#### What is needed
Rescale the records starting with the line that contains "annotation. Detect horizon" and going on through the end of the records, giving only those lines. Repeat every line, requests included, but multiply each bounding-box coordinate in the answers by 1.9 and round it to a whole number, with halves rounded up.

#### Data listing
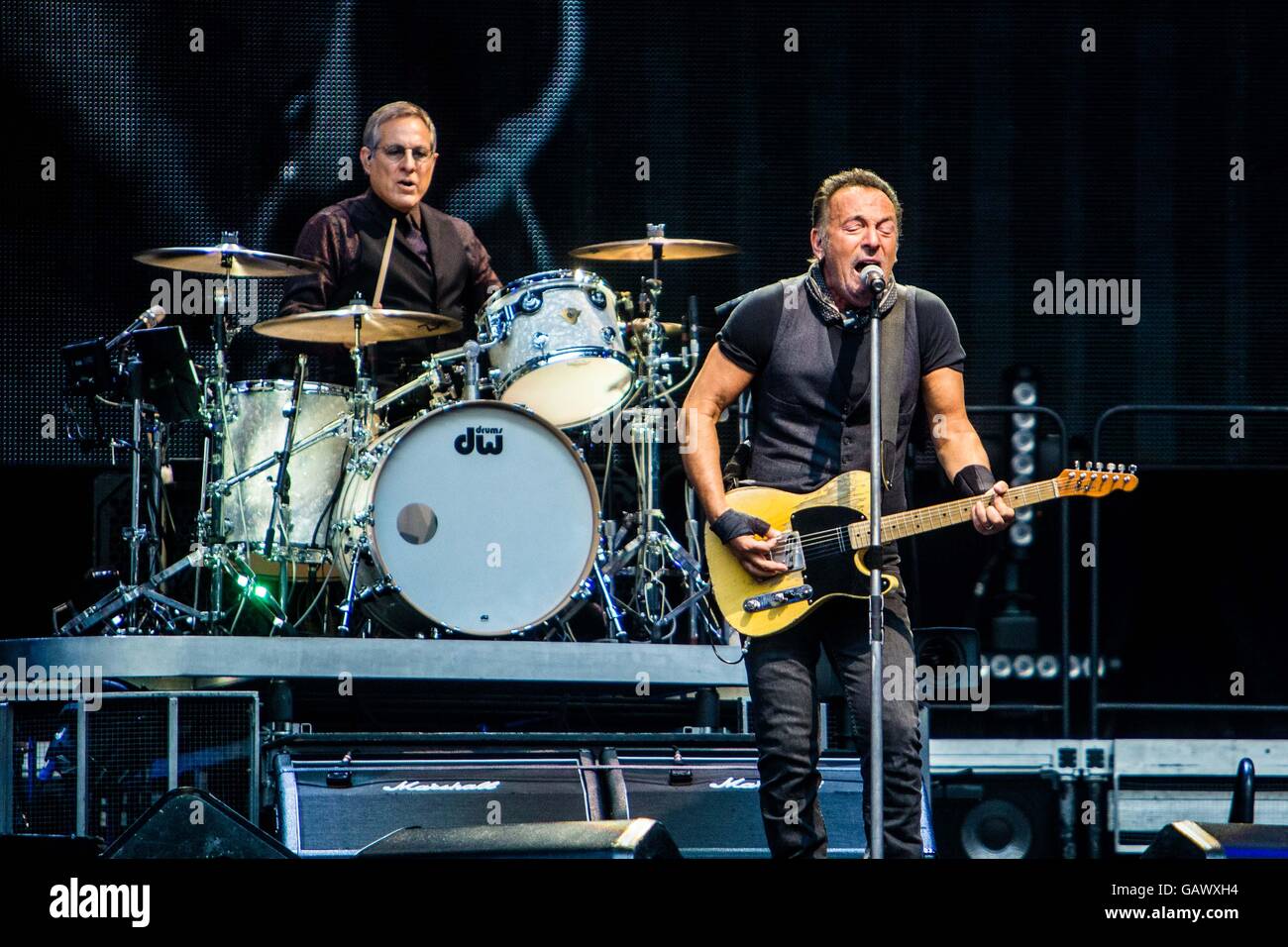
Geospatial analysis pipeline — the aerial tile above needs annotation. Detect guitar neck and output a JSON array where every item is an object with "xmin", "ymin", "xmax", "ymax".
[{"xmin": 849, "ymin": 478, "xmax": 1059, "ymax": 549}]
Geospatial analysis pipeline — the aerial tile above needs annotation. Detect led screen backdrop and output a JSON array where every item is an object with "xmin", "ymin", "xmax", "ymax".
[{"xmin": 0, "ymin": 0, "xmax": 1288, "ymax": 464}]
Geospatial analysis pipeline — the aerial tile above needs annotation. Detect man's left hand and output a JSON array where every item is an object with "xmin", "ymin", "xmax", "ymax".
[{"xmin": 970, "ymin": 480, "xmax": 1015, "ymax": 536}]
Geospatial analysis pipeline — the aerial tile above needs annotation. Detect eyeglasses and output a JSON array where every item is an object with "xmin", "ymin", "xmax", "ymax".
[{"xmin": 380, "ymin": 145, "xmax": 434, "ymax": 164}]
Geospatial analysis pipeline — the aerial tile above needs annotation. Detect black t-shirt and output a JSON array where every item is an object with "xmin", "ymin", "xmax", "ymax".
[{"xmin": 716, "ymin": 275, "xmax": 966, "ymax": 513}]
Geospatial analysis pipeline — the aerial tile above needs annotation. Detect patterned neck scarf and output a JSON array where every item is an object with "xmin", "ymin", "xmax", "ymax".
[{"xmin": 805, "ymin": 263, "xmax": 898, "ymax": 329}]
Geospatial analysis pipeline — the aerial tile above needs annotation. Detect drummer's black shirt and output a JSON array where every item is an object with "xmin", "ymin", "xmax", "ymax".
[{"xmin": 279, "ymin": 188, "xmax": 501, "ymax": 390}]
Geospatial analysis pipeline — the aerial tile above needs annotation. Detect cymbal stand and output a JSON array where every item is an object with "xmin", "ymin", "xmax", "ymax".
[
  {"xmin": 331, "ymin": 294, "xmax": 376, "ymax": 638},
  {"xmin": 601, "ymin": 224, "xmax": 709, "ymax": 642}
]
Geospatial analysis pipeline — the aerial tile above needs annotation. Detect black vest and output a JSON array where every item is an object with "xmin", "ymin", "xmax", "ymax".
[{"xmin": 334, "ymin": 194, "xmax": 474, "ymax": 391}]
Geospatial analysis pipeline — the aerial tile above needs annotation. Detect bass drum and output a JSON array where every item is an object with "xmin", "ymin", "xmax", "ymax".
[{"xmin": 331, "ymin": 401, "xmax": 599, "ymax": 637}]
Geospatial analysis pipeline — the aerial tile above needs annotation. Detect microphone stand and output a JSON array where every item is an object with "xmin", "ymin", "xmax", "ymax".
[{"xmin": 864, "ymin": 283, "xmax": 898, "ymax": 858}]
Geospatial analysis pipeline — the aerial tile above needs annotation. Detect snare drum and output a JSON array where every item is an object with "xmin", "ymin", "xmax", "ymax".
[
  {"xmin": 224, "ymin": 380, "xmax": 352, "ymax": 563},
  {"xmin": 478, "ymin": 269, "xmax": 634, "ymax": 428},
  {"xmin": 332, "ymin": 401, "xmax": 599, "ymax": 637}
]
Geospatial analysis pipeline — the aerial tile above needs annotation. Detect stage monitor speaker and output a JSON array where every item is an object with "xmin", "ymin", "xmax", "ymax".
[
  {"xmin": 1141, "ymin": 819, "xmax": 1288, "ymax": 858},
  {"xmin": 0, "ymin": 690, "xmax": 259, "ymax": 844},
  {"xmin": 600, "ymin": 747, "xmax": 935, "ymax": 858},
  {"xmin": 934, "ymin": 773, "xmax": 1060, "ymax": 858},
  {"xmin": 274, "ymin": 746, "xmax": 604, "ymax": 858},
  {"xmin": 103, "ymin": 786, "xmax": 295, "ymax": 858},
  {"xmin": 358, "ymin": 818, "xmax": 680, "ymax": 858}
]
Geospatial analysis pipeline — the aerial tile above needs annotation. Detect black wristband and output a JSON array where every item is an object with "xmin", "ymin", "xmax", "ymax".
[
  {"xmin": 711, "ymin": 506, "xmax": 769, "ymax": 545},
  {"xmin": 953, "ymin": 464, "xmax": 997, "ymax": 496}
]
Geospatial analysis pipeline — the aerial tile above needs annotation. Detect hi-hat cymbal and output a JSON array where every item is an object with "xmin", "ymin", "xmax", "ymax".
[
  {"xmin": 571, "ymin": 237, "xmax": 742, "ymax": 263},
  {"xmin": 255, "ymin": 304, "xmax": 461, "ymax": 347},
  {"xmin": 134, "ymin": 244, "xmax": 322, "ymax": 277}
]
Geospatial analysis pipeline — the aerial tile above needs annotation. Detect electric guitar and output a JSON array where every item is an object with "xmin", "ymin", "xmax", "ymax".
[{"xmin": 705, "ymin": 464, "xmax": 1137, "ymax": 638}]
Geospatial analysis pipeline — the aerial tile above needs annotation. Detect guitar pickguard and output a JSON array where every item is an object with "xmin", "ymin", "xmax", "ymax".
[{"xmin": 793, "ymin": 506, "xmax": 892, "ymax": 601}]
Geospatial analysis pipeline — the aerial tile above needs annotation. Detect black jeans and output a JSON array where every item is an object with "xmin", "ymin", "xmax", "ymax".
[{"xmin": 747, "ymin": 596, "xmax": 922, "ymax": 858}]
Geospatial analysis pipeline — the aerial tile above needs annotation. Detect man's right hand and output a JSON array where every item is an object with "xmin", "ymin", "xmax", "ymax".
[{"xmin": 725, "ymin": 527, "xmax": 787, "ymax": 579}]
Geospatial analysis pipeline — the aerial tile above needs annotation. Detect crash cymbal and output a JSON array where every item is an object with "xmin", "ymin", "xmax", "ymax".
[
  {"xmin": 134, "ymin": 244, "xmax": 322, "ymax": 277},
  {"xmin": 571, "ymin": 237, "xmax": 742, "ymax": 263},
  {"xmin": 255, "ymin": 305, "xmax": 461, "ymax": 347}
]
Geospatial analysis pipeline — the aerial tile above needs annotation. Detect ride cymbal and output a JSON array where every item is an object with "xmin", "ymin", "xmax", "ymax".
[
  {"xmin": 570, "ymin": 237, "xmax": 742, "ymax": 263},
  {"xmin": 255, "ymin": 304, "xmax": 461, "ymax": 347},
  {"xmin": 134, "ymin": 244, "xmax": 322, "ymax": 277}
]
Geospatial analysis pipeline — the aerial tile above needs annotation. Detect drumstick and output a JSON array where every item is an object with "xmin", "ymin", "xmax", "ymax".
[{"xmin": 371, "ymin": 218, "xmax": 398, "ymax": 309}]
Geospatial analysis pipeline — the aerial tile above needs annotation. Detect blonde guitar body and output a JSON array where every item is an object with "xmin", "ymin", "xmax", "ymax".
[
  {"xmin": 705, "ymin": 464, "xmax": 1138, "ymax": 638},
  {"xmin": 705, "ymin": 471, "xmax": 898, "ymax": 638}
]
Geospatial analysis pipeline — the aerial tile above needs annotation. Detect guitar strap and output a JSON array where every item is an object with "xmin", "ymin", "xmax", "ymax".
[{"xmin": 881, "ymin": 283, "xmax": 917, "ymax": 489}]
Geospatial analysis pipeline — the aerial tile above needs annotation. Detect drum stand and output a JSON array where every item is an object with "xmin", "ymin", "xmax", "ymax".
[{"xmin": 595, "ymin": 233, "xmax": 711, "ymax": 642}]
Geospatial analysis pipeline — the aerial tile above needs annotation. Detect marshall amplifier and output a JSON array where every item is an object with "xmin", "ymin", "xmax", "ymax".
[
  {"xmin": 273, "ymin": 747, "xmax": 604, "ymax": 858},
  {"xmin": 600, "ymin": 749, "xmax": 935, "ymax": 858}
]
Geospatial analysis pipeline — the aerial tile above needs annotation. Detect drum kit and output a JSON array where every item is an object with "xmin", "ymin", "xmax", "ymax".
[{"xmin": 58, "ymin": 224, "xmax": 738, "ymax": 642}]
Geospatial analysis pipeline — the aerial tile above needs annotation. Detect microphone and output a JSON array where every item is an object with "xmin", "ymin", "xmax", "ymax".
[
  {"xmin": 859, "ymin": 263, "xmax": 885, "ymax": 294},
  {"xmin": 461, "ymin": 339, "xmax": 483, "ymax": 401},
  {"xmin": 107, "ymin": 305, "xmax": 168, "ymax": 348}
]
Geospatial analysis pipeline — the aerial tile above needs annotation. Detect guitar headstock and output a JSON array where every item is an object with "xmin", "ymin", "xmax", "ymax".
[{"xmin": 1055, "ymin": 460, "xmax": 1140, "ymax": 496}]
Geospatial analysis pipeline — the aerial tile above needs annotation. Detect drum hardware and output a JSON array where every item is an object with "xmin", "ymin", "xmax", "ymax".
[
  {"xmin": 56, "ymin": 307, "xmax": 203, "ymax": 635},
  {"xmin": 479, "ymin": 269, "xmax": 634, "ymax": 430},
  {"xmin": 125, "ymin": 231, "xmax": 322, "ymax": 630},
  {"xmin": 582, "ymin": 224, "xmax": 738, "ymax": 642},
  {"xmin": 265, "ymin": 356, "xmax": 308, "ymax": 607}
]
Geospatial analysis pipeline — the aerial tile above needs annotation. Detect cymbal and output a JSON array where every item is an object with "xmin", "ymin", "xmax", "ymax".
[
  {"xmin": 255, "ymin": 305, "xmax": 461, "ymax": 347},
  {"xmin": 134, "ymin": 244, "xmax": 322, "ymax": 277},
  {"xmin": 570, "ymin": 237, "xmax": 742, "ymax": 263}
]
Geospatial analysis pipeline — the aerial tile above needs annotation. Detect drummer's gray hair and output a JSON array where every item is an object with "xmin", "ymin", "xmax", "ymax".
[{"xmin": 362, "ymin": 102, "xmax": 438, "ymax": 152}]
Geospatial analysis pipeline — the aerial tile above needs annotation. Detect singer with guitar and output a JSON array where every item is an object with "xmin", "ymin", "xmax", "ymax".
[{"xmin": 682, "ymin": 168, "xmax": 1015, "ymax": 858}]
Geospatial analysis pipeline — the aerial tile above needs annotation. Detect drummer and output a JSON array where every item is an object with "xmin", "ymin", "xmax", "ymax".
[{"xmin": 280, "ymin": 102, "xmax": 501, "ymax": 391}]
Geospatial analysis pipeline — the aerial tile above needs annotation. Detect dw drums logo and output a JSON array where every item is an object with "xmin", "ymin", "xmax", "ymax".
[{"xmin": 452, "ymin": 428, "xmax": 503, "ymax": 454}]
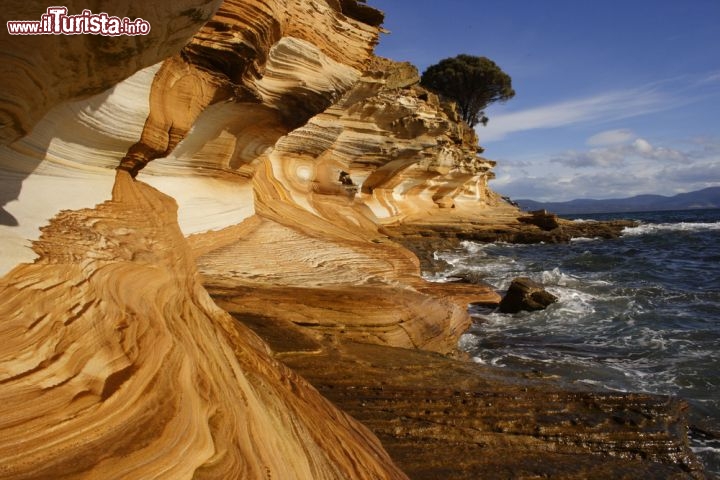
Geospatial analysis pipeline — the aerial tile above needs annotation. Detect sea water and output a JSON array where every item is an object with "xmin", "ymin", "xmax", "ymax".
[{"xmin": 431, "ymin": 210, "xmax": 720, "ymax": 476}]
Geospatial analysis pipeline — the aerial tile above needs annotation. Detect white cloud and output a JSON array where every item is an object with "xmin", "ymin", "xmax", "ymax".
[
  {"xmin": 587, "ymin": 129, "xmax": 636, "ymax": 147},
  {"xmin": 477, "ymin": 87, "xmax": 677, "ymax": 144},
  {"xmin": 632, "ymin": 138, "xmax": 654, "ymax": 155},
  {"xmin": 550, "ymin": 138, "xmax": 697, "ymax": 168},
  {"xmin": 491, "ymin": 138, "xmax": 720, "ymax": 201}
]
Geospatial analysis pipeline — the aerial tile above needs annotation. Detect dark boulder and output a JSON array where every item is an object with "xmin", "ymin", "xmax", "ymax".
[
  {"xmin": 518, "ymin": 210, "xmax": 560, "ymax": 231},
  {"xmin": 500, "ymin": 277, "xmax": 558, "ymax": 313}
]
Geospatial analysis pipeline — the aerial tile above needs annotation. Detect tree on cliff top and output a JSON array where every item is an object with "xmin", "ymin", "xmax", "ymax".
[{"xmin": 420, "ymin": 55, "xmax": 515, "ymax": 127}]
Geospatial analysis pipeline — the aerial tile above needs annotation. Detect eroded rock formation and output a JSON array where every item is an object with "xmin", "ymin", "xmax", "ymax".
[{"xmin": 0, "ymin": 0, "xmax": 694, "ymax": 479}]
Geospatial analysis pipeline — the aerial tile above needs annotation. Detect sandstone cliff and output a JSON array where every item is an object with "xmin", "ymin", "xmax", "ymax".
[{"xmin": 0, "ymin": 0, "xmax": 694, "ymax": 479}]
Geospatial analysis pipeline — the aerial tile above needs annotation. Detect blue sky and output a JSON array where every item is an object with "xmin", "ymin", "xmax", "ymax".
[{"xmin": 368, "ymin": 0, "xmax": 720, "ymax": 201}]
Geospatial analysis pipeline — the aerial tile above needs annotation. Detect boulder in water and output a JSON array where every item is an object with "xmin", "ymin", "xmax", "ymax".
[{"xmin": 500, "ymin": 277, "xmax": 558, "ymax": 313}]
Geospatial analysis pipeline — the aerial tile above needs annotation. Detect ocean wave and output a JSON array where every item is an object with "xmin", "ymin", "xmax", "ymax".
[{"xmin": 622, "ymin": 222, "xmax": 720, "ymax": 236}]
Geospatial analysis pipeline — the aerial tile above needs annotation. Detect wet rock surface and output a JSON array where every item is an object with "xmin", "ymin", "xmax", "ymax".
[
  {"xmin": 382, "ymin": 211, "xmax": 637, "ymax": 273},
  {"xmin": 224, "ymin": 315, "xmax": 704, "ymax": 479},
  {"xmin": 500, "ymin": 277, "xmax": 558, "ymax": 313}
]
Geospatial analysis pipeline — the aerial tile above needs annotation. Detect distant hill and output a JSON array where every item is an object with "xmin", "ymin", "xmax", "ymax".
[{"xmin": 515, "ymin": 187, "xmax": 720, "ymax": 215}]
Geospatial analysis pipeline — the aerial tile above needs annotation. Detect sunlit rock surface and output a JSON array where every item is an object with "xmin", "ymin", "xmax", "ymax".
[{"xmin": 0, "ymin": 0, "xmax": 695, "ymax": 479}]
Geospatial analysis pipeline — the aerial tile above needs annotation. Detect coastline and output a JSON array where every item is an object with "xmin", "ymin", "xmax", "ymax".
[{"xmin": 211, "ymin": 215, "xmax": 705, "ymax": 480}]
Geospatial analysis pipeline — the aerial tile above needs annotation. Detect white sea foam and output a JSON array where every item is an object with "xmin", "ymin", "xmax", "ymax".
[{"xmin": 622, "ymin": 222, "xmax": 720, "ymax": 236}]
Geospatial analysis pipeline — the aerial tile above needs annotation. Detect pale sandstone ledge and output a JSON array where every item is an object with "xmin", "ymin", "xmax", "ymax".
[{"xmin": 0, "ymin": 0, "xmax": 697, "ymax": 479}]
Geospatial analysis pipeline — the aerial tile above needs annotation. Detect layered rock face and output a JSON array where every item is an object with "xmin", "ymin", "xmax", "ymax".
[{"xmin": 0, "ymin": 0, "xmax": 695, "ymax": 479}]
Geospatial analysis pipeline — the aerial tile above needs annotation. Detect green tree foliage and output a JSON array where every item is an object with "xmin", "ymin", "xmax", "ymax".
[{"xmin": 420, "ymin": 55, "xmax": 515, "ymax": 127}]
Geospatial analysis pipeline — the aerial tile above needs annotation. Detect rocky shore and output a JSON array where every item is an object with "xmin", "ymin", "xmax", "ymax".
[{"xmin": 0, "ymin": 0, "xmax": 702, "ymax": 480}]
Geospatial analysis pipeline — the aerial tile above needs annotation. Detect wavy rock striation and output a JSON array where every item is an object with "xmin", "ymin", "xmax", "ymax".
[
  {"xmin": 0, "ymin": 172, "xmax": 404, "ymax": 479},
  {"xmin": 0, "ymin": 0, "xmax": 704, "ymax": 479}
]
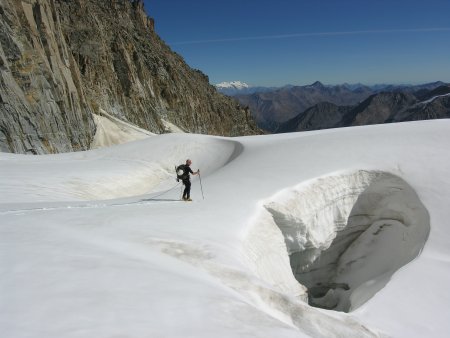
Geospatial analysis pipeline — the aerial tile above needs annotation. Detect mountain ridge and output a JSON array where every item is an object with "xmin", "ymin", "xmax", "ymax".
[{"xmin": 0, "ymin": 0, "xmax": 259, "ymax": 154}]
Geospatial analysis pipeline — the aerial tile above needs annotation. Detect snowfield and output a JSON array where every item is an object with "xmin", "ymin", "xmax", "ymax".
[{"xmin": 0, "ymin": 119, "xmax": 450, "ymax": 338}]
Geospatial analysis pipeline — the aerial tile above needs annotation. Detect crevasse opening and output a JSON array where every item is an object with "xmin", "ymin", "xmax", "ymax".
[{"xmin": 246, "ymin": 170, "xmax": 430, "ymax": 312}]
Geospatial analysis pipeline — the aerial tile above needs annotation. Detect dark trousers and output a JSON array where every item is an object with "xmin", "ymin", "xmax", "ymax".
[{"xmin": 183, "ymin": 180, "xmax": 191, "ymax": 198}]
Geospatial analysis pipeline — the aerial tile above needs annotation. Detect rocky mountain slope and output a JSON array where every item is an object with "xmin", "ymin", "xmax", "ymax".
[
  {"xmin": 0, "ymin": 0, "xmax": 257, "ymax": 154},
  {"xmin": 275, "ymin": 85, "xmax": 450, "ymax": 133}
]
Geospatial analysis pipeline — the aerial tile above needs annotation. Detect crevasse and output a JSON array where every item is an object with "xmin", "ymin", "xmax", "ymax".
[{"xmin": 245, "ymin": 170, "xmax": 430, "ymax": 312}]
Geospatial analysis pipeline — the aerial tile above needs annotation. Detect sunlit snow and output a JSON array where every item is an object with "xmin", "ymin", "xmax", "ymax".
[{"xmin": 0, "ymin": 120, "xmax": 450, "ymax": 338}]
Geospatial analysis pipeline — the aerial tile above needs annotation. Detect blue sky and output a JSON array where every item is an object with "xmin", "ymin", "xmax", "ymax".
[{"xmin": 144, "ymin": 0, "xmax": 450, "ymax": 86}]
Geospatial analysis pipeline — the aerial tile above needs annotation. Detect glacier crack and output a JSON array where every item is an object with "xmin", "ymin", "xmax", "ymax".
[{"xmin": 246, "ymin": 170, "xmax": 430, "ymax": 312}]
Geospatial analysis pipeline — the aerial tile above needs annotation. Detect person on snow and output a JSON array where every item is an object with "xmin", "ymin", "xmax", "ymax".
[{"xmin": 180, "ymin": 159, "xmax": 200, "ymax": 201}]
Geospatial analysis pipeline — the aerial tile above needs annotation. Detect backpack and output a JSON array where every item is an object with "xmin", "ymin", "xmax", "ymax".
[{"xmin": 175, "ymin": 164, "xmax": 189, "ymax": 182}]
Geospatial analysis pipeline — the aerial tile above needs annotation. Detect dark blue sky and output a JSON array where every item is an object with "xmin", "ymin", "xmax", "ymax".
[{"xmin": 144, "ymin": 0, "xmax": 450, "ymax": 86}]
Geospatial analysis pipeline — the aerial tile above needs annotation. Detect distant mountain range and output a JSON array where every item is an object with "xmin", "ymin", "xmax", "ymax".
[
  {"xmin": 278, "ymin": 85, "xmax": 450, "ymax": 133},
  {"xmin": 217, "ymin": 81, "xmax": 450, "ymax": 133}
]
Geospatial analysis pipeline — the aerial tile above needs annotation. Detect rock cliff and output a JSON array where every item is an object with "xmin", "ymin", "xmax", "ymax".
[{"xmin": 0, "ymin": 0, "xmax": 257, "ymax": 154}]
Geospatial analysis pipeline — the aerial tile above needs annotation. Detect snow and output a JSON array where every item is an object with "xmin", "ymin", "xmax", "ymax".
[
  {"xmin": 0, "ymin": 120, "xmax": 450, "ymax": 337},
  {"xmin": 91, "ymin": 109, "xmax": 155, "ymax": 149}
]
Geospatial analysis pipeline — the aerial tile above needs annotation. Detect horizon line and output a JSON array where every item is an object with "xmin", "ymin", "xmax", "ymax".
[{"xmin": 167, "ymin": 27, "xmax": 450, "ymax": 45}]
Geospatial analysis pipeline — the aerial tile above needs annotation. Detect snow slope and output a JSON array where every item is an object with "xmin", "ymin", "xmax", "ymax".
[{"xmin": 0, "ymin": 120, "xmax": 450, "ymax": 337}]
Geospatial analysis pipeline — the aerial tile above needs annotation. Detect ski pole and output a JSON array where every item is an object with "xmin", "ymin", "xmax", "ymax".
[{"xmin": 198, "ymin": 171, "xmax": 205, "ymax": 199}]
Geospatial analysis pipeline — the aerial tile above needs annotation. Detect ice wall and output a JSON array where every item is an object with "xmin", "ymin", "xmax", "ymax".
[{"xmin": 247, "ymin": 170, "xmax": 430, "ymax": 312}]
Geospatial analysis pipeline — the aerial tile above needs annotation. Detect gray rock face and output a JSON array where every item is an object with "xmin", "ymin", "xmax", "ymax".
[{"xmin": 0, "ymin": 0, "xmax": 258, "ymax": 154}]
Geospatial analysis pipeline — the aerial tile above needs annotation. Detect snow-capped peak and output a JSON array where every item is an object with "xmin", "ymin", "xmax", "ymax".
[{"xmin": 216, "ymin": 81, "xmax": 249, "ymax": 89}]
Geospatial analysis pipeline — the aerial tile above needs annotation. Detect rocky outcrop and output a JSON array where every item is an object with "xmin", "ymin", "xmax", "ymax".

#### Exercise output
Geospatial analysis pipeline — the aerial tile above needs annotation. Detect horizon line and output a JSON array where every item is an object with "xmin", "ymin", "xmax", "ymax".
[{"xmin": 317, "ymin": 51, "xmax": 855, "ymax": 86}]
Geospatial analysis pipeline — the aerial tile above needs annotation. Detect snow slope and output a JSON array where every item is an object with "xmin", "ymin", "xmax", "ymax".
[{"xmin": 0, "ymin": 228, "xmax": 855, "ymax": 640}]
Geospatial analysis pipeline — the aerial tile above needs annotation. Detect ski pole and output a JSON array where every item is an object with "xmin", "ymin", "xmax", "ymax".
[{"xmin": 376, "ymin": 325, "xmax": 390, "ymax": 378}]
Geospatial analysis pipeline — the aerial tile above needs annotation. Detect ice wall and output a JSON array where every item is an object with "xmin", "ymin", "xmax", "ymax".
[{"xmin": 469, "ymin": 323, "xmax": 817, "ymax": 593}]
Geospatial analysis pipeline — the aerial tile above needs annotation. Detect gray rock face and output a JSON array where every item is an object with "xmin", "ymin", "xmax", "ymax".
[{"xmin": 0, "ymin": 0, "xmax": 490, "ymax": 293}]
Geospatial analysis pipeline — the aerial tile above needs annotation. Detect snow-capped peak and output a JSON array where every item is an object with "xmin", "ymin", "xmax", "ymax".
[{"xmin": 410, "ymin": 154, "xmax": 473, "ymax": 169}]
Geospatial analysis pipeline — the aerial tile above needs annotation. Detect rocky outcrop and output a JSON array where every item is an object with "xmin", "ymin", "xmax", "ymax".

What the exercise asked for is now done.